EXCERPT TO READ:
# # # #

Good afternoon, and thank you for the
invitation to appear before you to talk about
the Missile Defense Program.
Thank you also for your committee's
strong support of this important program.
While we face many challenges in the road
ahead, we are moving forward.
The consistent support your committee has
given to missile defense will, in the end, have
a profound impact on our nation's security.
We
are moving forward with the President's
missile defense program.
My objective is to meet or exceed the
Department-wide execution goals.
MDA's financial systems show that we
are on track to do this.
Despite the continuing resolution during
the first quarter of this fiscal year, MDA's
financial systems indicate that overall in FY
2002, we are 60 percent obligated and 18 percent
expended through April 2002.
This is comparable to our execution this
time last year, by the end of which MDA had
exceeded, overall, the Department-wide goals for
obligations and expenditures.
In
addition, R&D is a two-year appropriation,
and we would not expect to obligate 100 percent
of our R&D funding in the first year. For example, we have budgeted for contract awards fees that
will not be obligated until the end of the
period of performance in the second year.
In short, I am confident that MDA
execution is on course, will meet or exceed
Department-wide standards, and that MDA does not
have a carry-over problem.
I
would like to update you on our progress since I
last testified before your subcommittees on 27
February. As I look back, it has been a busy four months, punctuated by
a series of important events just two weeks ago.
In the space of three days this month, we
had a successful intercept of an MRBM by a
Standard Missile-3 interceptor launched from an
Aegis cruiser; the United States formally
withdrew from the ABM Treaty; and we broke
ground on the start of the expanded BMD System
Test Bed at Ft. Greely, Alaska.
We
are truly at a crossroads in the development of
missile defenses. Our pace has picked up, and it is important that we sustain
our momentum to be able to take full advantage
of the opportunities that now lie before us.

# # # #

INFORMATION PROVIDED:
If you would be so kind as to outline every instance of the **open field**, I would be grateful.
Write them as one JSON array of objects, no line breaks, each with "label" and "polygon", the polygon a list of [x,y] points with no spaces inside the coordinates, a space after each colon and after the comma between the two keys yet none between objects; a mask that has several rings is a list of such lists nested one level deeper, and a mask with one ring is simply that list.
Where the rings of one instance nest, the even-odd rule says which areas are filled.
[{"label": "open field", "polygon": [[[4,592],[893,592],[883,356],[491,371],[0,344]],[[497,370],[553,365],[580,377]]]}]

# # # #

WHAT IS NEEDED:
In the missile defense testimony, where did ground break on the expanded BMD System Test Bed?

WRITTEN RESPONSE:
Ft. Greely, Alaska